GIVEN ENTRIES

======

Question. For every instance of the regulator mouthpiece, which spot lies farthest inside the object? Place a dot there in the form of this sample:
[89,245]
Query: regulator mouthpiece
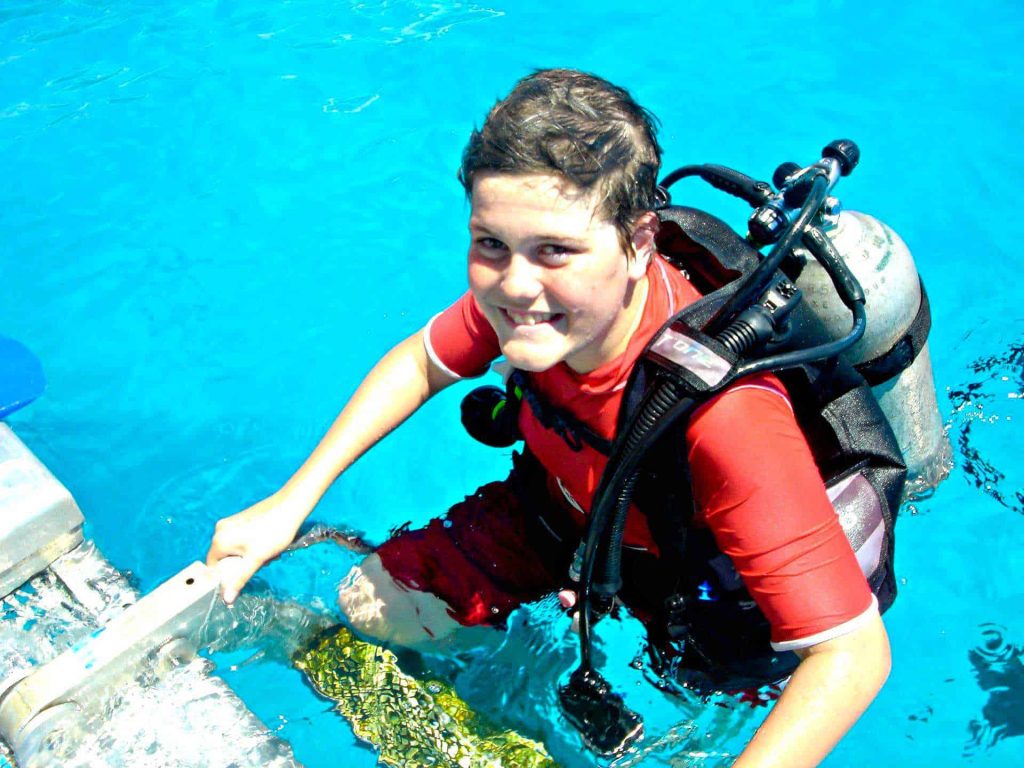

======

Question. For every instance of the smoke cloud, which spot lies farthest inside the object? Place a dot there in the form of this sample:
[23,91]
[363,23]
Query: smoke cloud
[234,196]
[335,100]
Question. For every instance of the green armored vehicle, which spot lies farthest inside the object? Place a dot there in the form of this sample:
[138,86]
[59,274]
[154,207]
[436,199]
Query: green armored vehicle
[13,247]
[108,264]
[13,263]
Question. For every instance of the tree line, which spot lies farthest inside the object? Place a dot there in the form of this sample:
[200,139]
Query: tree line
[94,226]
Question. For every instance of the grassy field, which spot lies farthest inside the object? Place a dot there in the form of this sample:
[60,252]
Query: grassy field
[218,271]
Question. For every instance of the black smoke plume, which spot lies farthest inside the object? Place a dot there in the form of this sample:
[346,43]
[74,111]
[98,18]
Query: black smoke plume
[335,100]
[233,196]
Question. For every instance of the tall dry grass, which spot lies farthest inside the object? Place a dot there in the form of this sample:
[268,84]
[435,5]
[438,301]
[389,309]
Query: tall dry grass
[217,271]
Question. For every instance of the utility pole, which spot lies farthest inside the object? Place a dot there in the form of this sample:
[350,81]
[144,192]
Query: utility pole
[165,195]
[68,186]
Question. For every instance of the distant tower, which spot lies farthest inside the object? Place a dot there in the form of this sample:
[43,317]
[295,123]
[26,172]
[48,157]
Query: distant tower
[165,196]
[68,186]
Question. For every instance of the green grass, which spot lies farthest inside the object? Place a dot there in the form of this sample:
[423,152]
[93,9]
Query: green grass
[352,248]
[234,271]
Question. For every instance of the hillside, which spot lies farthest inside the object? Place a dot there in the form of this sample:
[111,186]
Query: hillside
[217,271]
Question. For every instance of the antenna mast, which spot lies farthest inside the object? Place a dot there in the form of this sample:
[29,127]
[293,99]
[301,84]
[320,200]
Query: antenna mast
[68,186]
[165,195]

======

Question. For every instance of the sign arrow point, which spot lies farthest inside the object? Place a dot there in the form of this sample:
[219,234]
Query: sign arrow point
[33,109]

======

WHAT TO DO
Print exactly the lines of the listing above starting at the line containing "Question. For every instance of the regulator" and ending at the line containing "Query: regulator mouthpiece", both included.

FINISHED TASK
Question. For every instance of the regulator mouthpiece, which spot lies farthest inside the object? Place a dot there in the form of this sample:
[89,245]
Query: regulator mouthpiece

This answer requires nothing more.